Aim: Locate each line in the rows below that contains the string "person" and copy those lines out. Case counts, so match capitalization exactly.
##############################
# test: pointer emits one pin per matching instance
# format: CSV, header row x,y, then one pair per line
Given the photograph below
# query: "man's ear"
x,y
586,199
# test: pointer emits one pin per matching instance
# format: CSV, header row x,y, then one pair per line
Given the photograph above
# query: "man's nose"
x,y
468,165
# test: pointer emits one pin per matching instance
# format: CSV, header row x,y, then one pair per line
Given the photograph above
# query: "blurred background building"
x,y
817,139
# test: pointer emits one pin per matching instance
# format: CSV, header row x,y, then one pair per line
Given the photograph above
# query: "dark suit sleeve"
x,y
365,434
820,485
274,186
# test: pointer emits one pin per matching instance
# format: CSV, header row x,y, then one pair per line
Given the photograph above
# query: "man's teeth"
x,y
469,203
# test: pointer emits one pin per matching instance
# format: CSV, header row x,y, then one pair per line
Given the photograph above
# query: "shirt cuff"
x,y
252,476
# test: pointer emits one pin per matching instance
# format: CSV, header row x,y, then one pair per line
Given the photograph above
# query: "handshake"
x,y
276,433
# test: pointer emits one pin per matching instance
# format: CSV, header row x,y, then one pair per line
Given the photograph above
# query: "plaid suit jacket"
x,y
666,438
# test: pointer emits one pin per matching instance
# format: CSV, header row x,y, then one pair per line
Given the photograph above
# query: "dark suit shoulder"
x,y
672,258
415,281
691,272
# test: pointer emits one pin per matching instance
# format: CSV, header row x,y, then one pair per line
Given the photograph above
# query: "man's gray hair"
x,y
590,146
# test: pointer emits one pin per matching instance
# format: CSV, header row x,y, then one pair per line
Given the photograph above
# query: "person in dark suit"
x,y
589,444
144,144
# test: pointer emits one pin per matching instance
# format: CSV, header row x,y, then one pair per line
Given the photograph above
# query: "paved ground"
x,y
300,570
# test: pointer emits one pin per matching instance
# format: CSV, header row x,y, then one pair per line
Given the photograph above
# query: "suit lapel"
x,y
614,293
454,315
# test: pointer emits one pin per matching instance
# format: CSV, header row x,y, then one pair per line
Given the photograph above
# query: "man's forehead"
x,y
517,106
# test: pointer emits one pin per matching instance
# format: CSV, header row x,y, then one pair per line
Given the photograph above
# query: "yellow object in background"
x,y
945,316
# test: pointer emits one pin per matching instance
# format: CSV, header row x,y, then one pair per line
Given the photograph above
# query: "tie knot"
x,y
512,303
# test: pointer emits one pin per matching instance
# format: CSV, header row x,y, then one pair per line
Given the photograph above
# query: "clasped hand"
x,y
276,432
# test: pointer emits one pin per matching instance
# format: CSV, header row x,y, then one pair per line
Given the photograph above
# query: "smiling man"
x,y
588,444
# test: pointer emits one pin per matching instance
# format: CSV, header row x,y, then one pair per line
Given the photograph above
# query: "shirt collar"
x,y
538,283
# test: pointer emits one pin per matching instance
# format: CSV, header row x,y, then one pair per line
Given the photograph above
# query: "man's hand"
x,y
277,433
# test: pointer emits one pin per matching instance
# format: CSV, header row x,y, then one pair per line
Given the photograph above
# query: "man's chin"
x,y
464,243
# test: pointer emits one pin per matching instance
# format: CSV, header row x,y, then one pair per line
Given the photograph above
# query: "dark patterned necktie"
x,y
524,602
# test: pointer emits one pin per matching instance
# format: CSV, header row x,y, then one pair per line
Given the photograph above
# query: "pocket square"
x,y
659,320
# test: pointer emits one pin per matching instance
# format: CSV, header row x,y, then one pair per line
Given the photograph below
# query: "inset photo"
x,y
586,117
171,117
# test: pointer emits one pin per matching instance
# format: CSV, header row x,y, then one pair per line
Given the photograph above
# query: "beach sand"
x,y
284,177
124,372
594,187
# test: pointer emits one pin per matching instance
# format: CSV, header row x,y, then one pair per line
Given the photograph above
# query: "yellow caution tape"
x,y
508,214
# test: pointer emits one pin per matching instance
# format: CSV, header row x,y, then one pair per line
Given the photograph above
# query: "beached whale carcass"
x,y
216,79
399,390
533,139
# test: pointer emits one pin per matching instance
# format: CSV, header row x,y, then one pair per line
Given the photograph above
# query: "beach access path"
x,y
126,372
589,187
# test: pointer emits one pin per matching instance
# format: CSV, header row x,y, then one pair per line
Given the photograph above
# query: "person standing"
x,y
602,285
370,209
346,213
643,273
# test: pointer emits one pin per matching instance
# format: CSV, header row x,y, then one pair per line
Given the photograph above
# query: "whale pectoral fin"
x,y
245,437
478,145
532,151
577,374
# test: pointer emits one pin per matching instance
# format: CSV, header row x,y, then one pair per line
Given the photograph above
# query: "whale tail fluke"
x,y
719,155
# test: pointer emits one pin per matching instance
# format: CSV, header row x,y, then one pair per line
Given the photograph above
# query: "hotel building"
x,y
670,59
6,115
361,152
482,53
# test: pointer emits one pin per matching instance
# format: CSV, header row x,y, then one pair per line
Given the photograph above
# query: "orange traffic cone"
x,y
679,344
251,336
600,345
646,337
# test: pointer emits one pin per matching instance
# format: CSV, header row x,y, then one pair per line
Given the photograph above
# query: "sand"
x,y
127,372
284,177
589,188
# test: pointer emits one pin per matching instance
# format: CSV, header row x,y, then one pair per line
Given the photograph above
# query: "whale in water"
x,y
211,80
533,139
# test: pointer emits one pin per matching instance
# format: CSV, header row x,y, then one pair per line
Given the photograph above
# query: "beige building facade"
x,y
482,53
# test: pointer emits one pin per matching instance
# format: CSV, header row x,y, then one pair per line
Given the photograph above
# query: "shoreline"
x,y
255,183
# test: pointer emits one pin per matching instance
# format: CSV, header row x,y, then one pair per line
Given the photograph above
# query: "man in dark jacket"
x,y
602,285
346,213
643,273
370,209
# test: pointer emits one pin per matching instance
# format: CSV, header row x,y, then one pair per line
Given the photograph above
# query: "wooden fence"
##############################
Completed task:
# query: "person in dark suit"
# query: "person standing"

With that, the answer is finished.